# Apple TV bourrée de capacitées inexplorées !! Coup de geule



## Wil49770 (15 Mars 2013)

Acquéreur d'une ATV 2 depuis 2 ans,je suis déçu de ne pas voir la sortie d un système VNC en multiutilisateur ( possible via un appareil iOS tel que remoter vnc ou autres sur MAC) qui permettrai de naviguer sur son mac ou PC depuis l ATV surtout depuis la gestion d un clavier Bluetooth sur ATV depuis la dernière MAJ (ce qui veut bien dire qu une souris peut être évidement utilisée par le boîtier ), cela donnerai une dimension énorme à ce petit boîtier surtout en AirPlay qui propose une fluiditée impressionnante , imaginez naviguer depuis chaque TV a domicile sur un seul et unique MAC avec la session de son choix alors que d autres sessions sont en cours sur d autres machines  , la technologie de l ATV le permet mais je pense qu Apple n à plus la vision "geek" qu auparavant , j en appelle aux teams parallèles pour exploiter ce potentiel dont étonnamment personne ne parle . 
Merci pour vos retours , les utilisateurs de l'ATV demandent plus q´une freebox de la part d Apple , à l'heure actuelle , elle n a réellement aucune valeur ajoutée , alors imaginez le flop de la future IWatch si les gens d Apple  ne sont plus capables de faire évoluer leurs propres créations ...


----------



## Lauange (17 Mars 2013)

Salut

Moi aussi j'ai la même que toi est c'est surement l'achat le plus inutile que j'ai réalisé.


----------

Extraits de données

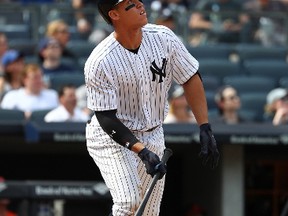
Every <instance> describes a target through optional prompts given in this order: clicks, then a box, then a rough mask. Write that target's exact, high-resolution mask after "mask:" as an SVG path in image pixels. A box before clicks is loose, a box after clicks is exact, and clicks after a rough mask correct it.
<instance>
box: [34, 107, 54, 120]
mask: <svg viewBox="0 0 288 216" xmlns="http://www.w3.org/2000/svg"><path fill="white" fill-rule="evenodd" d="M50 111H51V109H45V110H37V111H33V112H32V113H31V116H30V119H29V120H30V121H33V122H44V117H45V115H46V114H47V113H48V112H50Z"/></svg>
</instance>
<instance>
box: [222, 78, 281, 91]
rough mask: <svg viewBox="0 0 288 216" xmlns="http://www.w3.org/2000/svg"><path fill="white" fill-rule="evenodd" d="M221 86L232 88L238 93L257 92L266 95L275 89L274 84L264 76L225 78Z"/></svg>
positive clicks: (223, 80) (273, 80)
mask: <svg viewBox="0 0 288 216" xmlns="http://www.w3.org/2000/svg"><path fill="white" fill-rule="evenodd" d="M223 84H225V85H231V86H233V87H234V88H235V89H236V90H237V91H238V93H240V94H241V93H249V92H259V93H261V92H262V93H266V94H267V93H268V92H269V91H270V90H272V89H273V88H275V87H276V85H277V84H276V82H275V81H274V80H271V79H270V78H269V77H264V76H227V77H224V78H223Z"/></svg>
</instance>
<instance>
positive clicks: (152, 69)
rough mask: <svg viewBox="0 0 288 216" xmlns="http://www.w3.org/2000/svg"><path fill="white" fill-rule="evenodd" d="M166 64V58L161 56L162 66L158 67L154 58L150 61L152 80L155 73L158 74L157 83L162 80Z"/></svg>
mask: <svg viewBox="0 0 288 216" xmlns="http://www.w3.org/2000/svg"><path fill="white" fill-rule="evenodd" d="M166 65H167V59H166V58H163V59H162V66H161V68H159V67H158V66H157V65H156V63H155V60H154V61H153V62H152V65H151V66H150V70H151V72H152V75H153V78H152V81H155V80H156V74H157V75H159V81H158V83H161V82H163V77H164V78H165V77H166Z"/></svg>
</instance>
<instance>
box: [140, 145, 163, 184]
mask: <svg viewBox="0 0 288 216" xmlns="http://www.w3.org/2000/svg"><path fill="white" fill-rule="evenodd" d="M138 156H139V157H140V158H141V160H142V162H143V163H144V165H145V167H146V172H147V173H148V174H150V175H151V176H152V177H153V176H154V175H155V174H156V173H157V172H159V173H160V176H159V179H161V178H162V177H163V176H164V175H165V173H166V172H167V168H166V165H164V164H163V163H162V162H161V161H160V159H159V157H158V155H156V154H155V153H153V152H152V151H150V150H148V149H147V148H144V149H142V150H141V151H140V152H139V153H138Z"/></svg>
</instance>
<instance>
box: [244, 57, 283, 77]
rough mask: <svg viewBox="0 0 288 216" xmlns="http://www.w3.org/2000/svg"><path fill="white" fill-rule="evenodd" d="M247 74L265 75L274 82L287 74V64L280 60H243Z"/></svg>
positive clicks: (253, 74)
mask: <svg viewBox="0 0 288 216" xmlns="http://www.w3.org/2000/svg"><path fill="white" fill-rule="evenodd" d="M244 68H245V70H246V72H247V74H248V75H251V76H265V77H268V78H270V79H271V81H272V80H274V81H276V82H278V81H279V79H280V78H281V77H283V76H287V75H288V64H287V63H286V62H284V61H280V60H254V61H246V62H244Z"/></svg>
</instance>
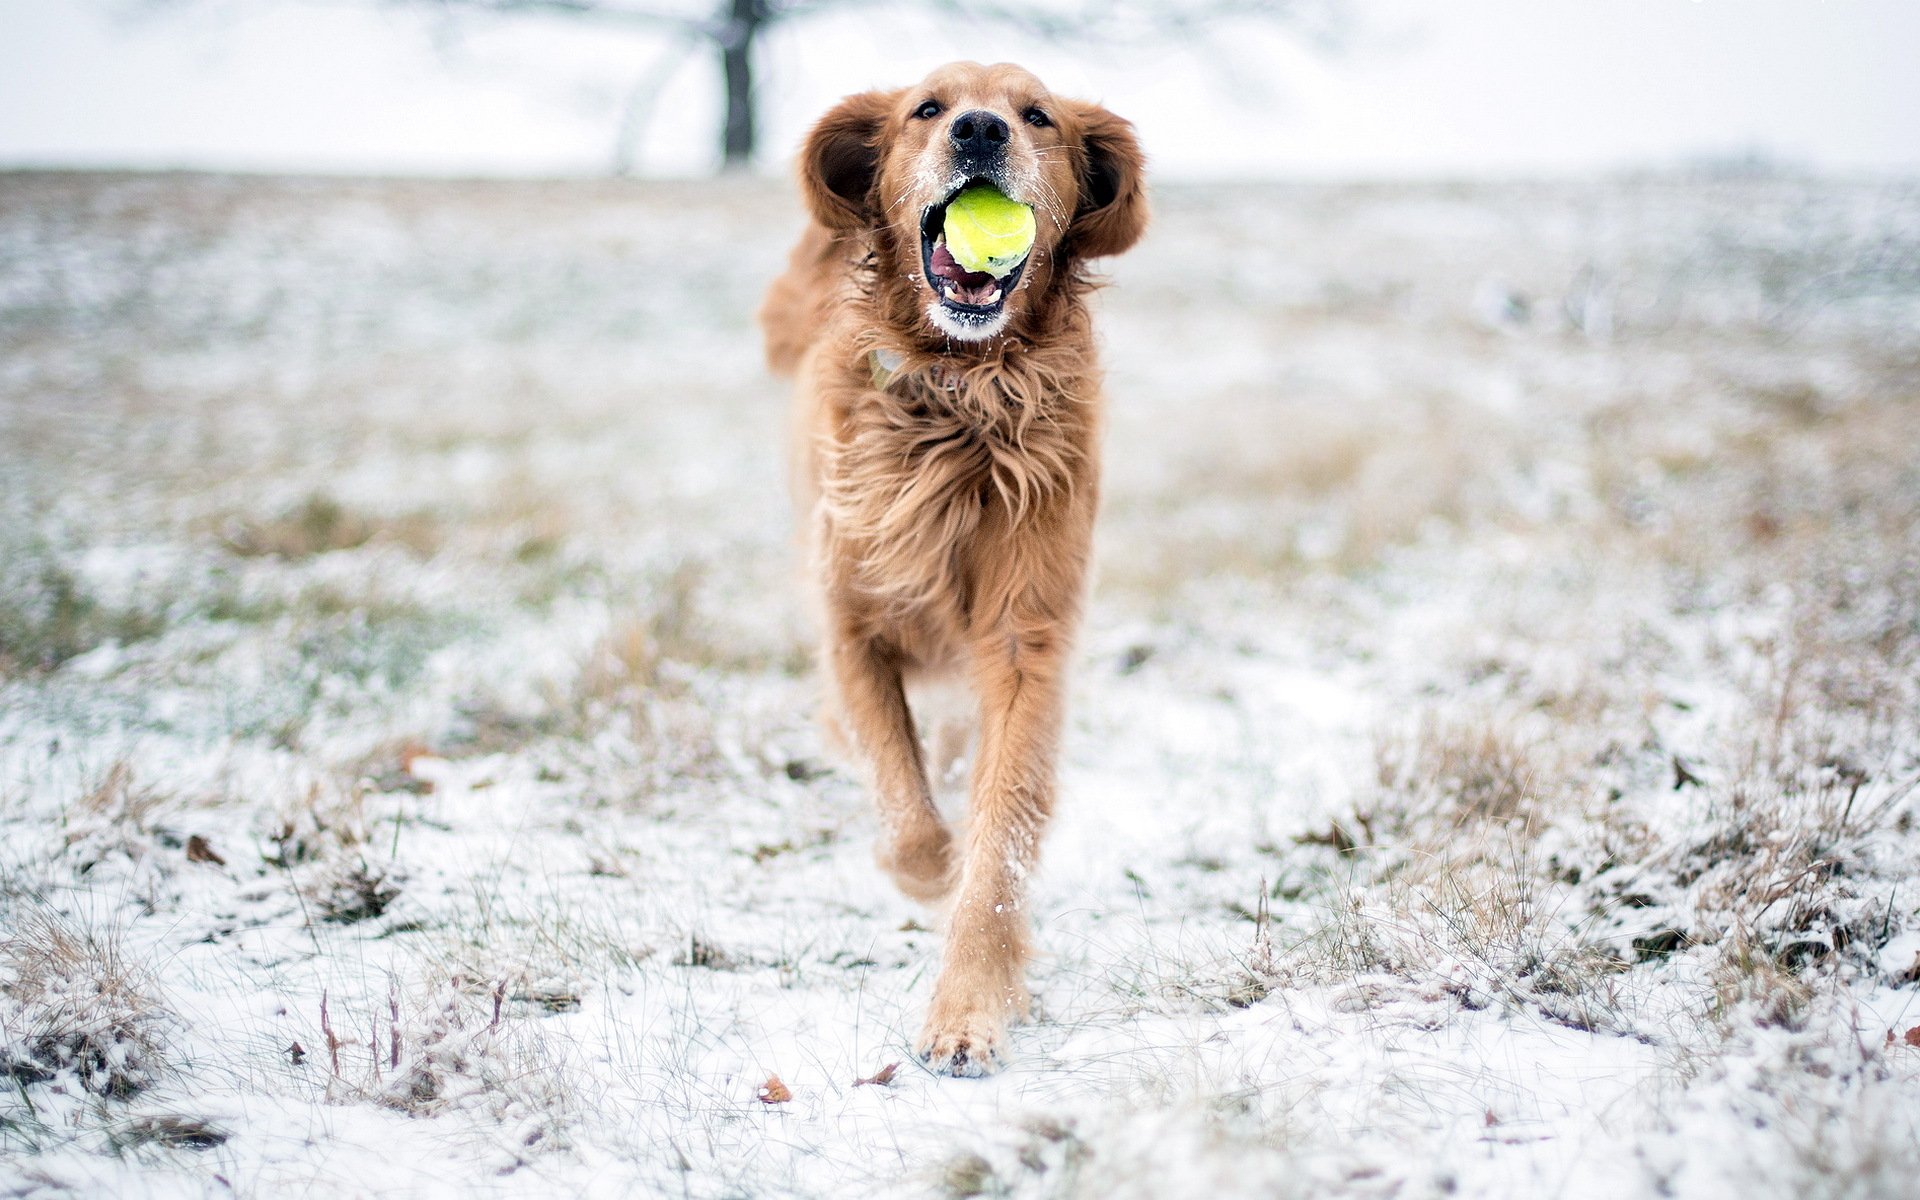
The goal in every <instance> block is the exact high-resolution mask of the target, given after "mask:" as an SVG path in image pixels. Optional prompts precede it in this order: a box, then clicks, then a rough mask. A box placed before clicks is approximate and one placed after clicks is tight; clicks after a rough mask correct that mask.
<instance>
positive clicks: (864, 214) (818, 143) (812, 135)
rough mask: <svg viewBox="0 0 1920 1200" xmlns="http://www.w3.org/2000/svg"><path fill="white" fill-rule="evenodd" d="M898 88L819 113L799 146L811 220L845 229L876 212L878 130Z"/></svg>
mask: <svg viewBox="0 0 1920 1200" xmlns="http://www.w3.org/2000/svg"><path fill="white" fill-rule="evenodd" d="M899 96H900V94H899V92H860V94H856V96H847V98H845V100H841V102H839V104H835V106H833V108H831V109H828V115H824V117H820V121H818V123H816V125H814V129H812V132H808V134H806V144H804V146H801V192H804V194H806V207H808V209H810V211H812V215H814V221H818V223H820V225H826V227H828V228H837V230H849V228H862V227H866V225H872V221H874V217H876V215H877V207H876V204H874V184H876V180H877V179H879V134H881V129H883V127H885V123H887V113H889V111H893V104H895V100H899Z"/></svg>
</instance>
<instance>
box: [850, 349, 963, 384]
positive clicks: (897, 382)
mask: <svg viewBox="0 0 1920 1200" xmlns="http://www.w3.org/2000/svg"><path fill="white" fill-rule="evenodd" d="M904 365H906V355H904V353H900V351H897V349H876V351H872V353H868V355H866V367H868V371H870V372H872V374H874V388H877V390H881V392H891V390H893V386H895V384H899V382H900V380H920V386H922V388H924V390H927V392H960V378H962V374H960V371H956V369H952V367H948V365H945V363H933V365H929V367H920V369H918V371H900V367H904Z"/></svg>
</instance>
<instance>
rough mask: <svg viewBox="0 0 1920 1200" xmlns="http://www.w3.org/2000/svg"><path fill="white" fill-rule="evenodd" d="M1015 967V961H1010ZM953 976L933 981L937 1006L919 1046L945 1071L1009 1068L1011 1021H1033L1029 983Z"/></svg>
mask: <svg viewBox="0 0 1920 1200" xmlns="http://www.w3.org/2000/svg"><path fill="white" fill-rule="evenodd" d="M1008 966H1012V964H1008ZM1014 973H1016V977H1014V979H998V981H995V979H966V977H962V979H958V981H956V979H952V977H943V979H941V981H939V983H935V985H933V1006H931V1008H929V1010H927V1023H925V1027H924V1029H922V1031H920V1041H918V1043H916V1046H914V1048H916V1050H920V1058H924V1060H925V1064H927V1066H929V1068H933V1069H935V1071H939V1073H945V1075H991V1073H995V1071H998V1069H1000V1068H1004V1066H1006V1060H1008V1054H1010V1050H1008V1035H1006V1029H1008V1025H1014V1023H1018V1021H1023V1020H1027V1012H1029V1006H1031V1004H1029V1000H1027V987H1025V985H1023V983H1021V981H1020V979H1018V968H1014Z"/></svg>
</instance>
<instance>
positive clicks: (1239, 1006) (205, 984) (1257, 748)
mask: <svg viewBox="0 0 1920 1200" xmlns="http://www.w3.org/2000/svg"><path fill="white" fill-rule="evenodd" d="M795 230H797V209H795V204H793V200H791V198H789V194H787V190H785V188H781V186H776V184H758V182H739V184H699V186H693V184H685V186H662V184H649V186H639V184H449V182H338V180H257V179H255V180H232V179H202V177H60V175H13V177H0V447H4V453H0V1194H63V1192H84V1194H115V1196H142V1194H156V1196H198V1194H228V1192H236V1194H248V1196H282V1194H303V1196H359V1194H374V1192H378V1194H394V1196H440V1194H447V1196H455V1194H457V1196H493V1194H501V1196H509V1194H513V1196H520V1194H526V1196H549V1194H574V1192H578V1194H609V1196H612V1194H687V1196H837V1194H874V1192H877V1190H881V1188H883V1190H885V1192H887V1194H895V1192H897V1194H945V1196H968V1194H991V1196H998V1194H1014V1196H1173V1194H1183V1196H1185V1194H1190V1196H1202V1194H1219V1196H1240V1194H1246V1196H1294V1194H1298V1196H1444V1194H1463V1196H1526V1198H1528V1200H1532V1198H1538V1196H1672V1194H1678V1196H1740V1198H1741V1200H1751V1198H1757V1196H1859V1198H1868V1196H1910V1194H1912V1190H1914V1187H1916V1185H1914V1179H1916V1177H1920V987H1916V968H1920V877H1916V876H1920V829H1916V828H1914V822H1916V816H1920V797H1916V785H1920V695H1916V693H1920V449H1916V447H1920V188H1916V186H1912V184H1860V182H1834V180H1807V179H1640V180H1613V182H1605V184H1597V182H1596V184H1563V186H1517V184H1515V186H1380V188H1323V186H1315V188H1187V190H1175V188H1169V190H1165V192H1164V194H1162V196H1160V223H1158V227H1156V230H1154V234H1152V236H1150V240H1148V242H1146V246H1144V248H1142V250H1140V252H1139V253H1135V255H1133V257H1129V259H1123V261H1117V263H1116V265H1114V280H1116V286H1114V288H1112V290H1110V292H1108V294H1106V298H1104V301H1102V303H1104V309H1106V311H1104V332H1106V342H1108V361H1110V392H1112V422H1110V436H1108V447H1106V461H1108V486H1106V497H1108V505H1106V515H1104V524H1102V543H1100V555H1098V559H1100V563H1098V586H1096V591H1094V601H1092V605H1091V612H1089V622H1087V630H1085V636H1083V645H1081V657H1079V666H1077V684H1075V695H1073V708H1071V726H1069V733H1068V741H1066V766H1064V797H1062V808H1064V812H1062V816H1060V820H1058V824H1056V828H1054V831H1052V835H1050V841H1048V852H1046V862H1044V870H1043V876H1041V879H1039V885H1037V897H1035V904H1033V908H1035V916H1037V945H1039V950H1041V958H1039V962H1037V964H1035V970H1033V991H1035V1002H1037V1010H1039V1012H1037V1016H1039V1020H1037V1021H1035V1023H1033V1025H1031V1027H1025V1029H1023V1031H1020V1033H1018V1035H1016V1043H1014V1052H1016V1056H1018V1058H1016V1062H1014V1066H1012V1068H1010V1069H1008V1071H1004V1073H1000V1075H996V1077H993V1079H987V1081H952V1079H939V1077H933V1075H929V1073H925V1071H924V1069H922V1068H918V1066H916V1064H914V1060H912V1056H910V1052H908V1037H910V1035H912V1033H914V1031H916V1029H918V1020H920V1006H922V1004H924V1000H925V995H927V989H929V981H931V979H929V970H931V964H933V962H935V948H937V937H939V935H937V918H935V914H927V912H922V910H916V908H914V906H912V904H910V902H906V900H904V899H900V897H899V895H895V893H893V891H889V887H887V885H883V883H881V879H879V877H877V874H876V870H874V868H872V866H870V843H872V833H874V818H872V814H870V808H868V803H866V799H864V795H862V785H860V780H858V772H856V770H851V768H849V766H845V764H835V762H831V760H829V756H828V751H826V747H824V743H822V737H820V733H818V730H816V726H814V720H812V710H814V699H816V687H818V685H816V682H814V676H812V670H810V666H808V653H806V634H804V630H803V626H801V611H799V605H797V603H795V574H793V561H791V543H789V532H787V530H789V515H787V511H785V492H783V480H781V463H783V451H781V440H783V392H781V386H778V384H776V382H772V380H768V378H766V376H764V374H762V369H760V365H758V346H756V338H755V332H753V326H751V319H749V315H751V311H753V305H755V301H756V294H758V290H760V286H762V284H764V280H766V278H768V276H770V275H772V273H774V271H776V267H778V265H780V261H781V255H783V250H785V244H787V242H789V238H791V236H793V232H795ZM1910 1029H1914V1033H1912V1035H1910V1037H1908V1031H1910ZM889 1064H900V1066H899V1069H897V1073H895V1075H893V1077H891V1081H887V1083H856V1081H860V1079H870V1077H874V1075H876V1073H879V1071H883V1068H889ZM776 1075H778V1079H780V1081H781V1083H783V1089H785V1091H787V1092H789V1094H791V1098H787V1100H781V1102H768V1100H764V1098H762V1094H764V1092H762V1089H764V1087H766V1085H768V1081H770V1077H776Z"/></svg>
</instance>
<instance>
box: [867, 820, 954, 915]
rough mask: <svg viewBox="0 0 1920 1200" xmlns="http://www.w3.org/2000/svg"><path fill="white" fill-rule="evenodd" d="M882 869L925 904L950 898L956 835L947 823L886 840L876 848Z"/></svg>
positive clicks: (931, 902)
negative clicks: (909, 835)
mask: <svg viewBox="0 0 1920 1200" xmlns="http://www.w3.org/2000/svg"><path fill="white" fill-rule="evenodd" d="M874 858H876V860H877V862H879V866H881V870H883V872H887V874H889V876H893V883H895V887H899V889H900V891H902V893H906V895H908V897H910V899H914V900H920V902H922V904H935V902H939V900H943V899H947V893H948V891H952V883H954V839H952V833H948V831H947V826H933V828H931V829H927V831H924V833H920V835H916V837H900V839H895V841H893V845H887V843H885V841H883V843H879V845H877V847H876V849H874Z"/></svg>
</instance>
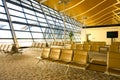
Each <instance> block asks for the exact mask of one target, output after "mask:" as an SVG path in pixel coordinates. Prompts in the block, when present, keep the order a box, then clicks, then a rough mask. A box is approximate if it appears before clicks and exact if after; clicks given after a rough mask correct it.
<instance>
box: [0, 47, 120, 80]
mask: <svg viewBox="0 0 120 80" xmlns="http://www.w3.org/2000/svg"><path fill="white" fill-rule="evenodd" d="M5 55H6V54H3V53H1V54H0V80H120V77H116V76H110V75H107V74H105V73H102V72H96V71H92V70H81V69H79V68H75V67H70V68H69V70H68V72H67V74H65V71H66V69H67V67H66V66H65V65H64V64H60V63H56V62H50V61H44V62H40V63H38V64H36V63H37V60H36V59H35V57H38V56H39V55H40V51H34V50H30V49H29V50H25V51H24V53H23V54H22V55H20V54H18V55H16V54H15V55H13V56H10V55H9V56H5Z"/></svg>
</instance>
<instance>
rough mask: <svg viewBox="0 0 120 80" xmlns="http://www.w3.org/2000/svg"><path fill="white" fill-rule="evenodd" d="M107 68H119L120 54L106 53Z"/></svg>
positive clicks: (119, 64)
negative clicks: (107, 59)
mask: <svg viewBox="0 0 120 80" xmlns="http://www.w3.org/2000/svg"><path fill="white" fill-rule="evenodd" d="M108 68H114V69H119V70H120V54H119V53H115V52H109V53H108Z"/></svg>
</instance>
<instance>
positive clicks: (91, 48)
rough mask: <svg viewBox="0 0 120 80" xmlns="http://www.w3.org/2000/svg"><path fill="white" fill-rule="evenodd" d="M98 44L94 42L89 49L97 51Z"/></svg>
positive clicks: (94, 50) (94, 51) (90, 50)
mask: <svg viewBox="0 0 120 80" xmlns="http://www.w3.org/2000/svg"><path fill="white" fill-rule="evenodd" d="M99 47H100V46H99V44H94V45H92V46H91V49H90V51H93V52H99Z"/></svg>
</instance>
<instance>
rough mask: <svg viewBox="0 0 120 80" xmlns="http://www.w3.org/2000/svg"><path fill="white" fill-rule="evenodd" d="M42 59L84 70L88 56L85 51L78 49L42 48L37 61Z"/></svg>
mask: <svg viewBox="0 0 120 80" xmlns="http://www.w3.org/2000/svg"><path fill="white" fill-rule="evenodd" d="M43 59H47V60H50V61H57V62H62V63H66V64H73V65H78V66H79V67H81V68H84V69H85V68H86V66H87V59H88V54H87V51H83V50H79V49H75V50H73V49H60V48H43V51H42V53H41V58H40V59H39V61H41V60H43Z"/></svg>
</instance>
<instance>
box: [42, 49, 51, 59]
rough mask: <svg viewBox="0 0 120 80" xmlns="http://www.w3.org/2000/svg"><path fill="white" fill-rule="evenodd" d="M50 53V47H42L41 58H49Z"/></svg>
mask: <svg viewBox="0 0 120 80" xmlns="http://www.w3.org/2000/svg"><path fill="white" fill-rule="evenodd" d="M49 54H50V48H47V47H45V48H43V50H42V53H41V58H49Z"/></svg>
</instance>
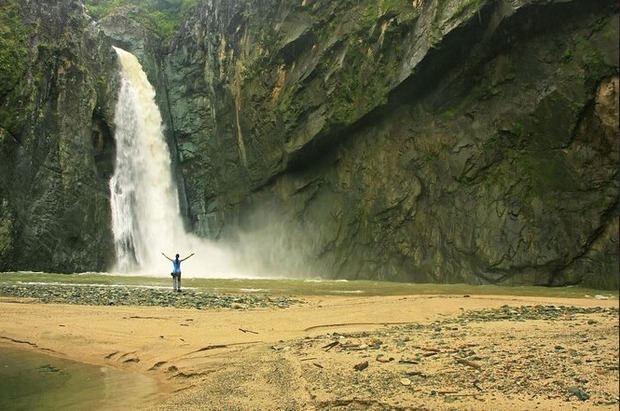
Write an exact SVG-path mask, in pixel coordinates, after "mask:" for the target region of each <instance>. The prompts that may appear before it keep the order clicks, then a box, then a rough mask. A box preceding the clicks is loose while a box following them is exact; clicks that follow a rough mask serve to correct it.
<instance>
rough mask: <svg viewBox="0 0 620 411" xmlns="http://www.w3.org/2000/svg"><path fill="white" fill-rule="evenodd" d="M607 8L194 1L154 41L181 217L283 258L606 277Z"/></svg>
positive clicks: (220, 236)
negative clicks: (156, 56)
mask: <svg viewBox="0 0 620 411" xmlns="http://www.w3.org/2000/svg"><path fill="white" fill-rule="evenodd" d="M615 7H616V6H615V4H614V3H613V2H610V1H595V2H592V1H582V0H575V1H569V2H565V1H557V2H554V1H551V2H546V3H544V4H541V3H539V2H534V1H519V2H511V1H500V2H491V1H488V2H487V1H480V2H462V1H444V2H434V1H430V2H413V3H412V2H407V1H402V2H400V1H396V2H375V1H361V2H360V1H354V2H353V1H351V2H347V1H344V2H323V1H310V0H309V1H303V2H289V1H284V0H265V1H263V2H260V4H258V3H256V2H245V1H237V2H230V1H226V2H224V1H217V0H213V1H205V2H204V4H203V6H202V8H201V9H200V10H199V11H197V13H196V16H195V17H194V18H193V19H192V20H191V21H189V22H187V23H186V24H185V25H184V26H183V28H182V30H181V31H180V32H179V34H178V35H177V37H175V38H174V39H173V40H172V42H171V46H170V47H169V50H168V52H167V54H166V55H165V56H164V65H165V71H166V77H167V82H168V96H169V102H170V110H171V116H172V124H174V132H175V136H176V139H177V143H178V147H179V154H180V159H181V169H182V173H183V175H184V178H185V180H186V185H187V200H188V205H189V215H190V218H191V219H192V220H193V228H194V231H196V232H198V233H200V234H202V235H206V236H212V237H217V236H220V237H226V236H227V233H232V232H235V230H236V229H237V228H239V227H242V228H245V229H248V230H250V229H251V230H254V232H256V233H258V234H256V237H258V238H262V239H263V241H262V244H264V246H256V245H254V246H253V247H252V248H251V249H247V250H246V252H247V253H246V254H247V255H250V256H262V257H261V258H262V261H263V262H264V265H265V269H266V270H274V269H278V268H279V269H280V270H281V271H284V272H288V273H291V272H300V273H314V274H316V273H320V274H323V275H330V276H333V277H340V278H374V279H389V280H406V281H411V280H414V281H437V282H458V281H464V282H471V283H488V282H492V283H514V284H525V283H527V284H531V283H534V284H553V285H560V284H573V283H575V284H576V283H580V284H585V285H593V286H602V287H615V286H616V285H617V282H618V276H617V264H618V256H617V249H618V217H617V213H616V210H617V206H618V179H617V172H618V160H617V159H618V140H617V131H618V125H617V110H618V108H617V107H618V103H617V101H618V99H617V82H618V80H617V67H618V65H617V61H618V47H617V35H618V20H617V13H616V9H615ZM614 93H615V94H614ZM244 238H245V237H244ZM255 243H256V242H255ZM242 246H243V242H240V247H242ZM264 256H271V257H269V258H267V257H264ZM270 258H271V260H270ZM309 262H311V263H309Z"/></svg>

Énoncé de l'exercice
Reproduisez le passage du fil de discussion sur l'Apple TV qui s'ouvre sur les mots contenant "Merci pour vos" et se termine par "(17 Mars 2013)".

Résultat de l'exercice
Merci pour vos retours , les utilisateurs de l'ATV demandent plus q´une freebox de la part d Apple , à l'heure actuelle , elle n a réellement aucune valeur ajoutée , alors imaginez le flop de la future IWatch si les gens d Apple  ne sont plus capables de faire évoluer leurs propres créations ...


----------



## Lauange (17 Mars 2013)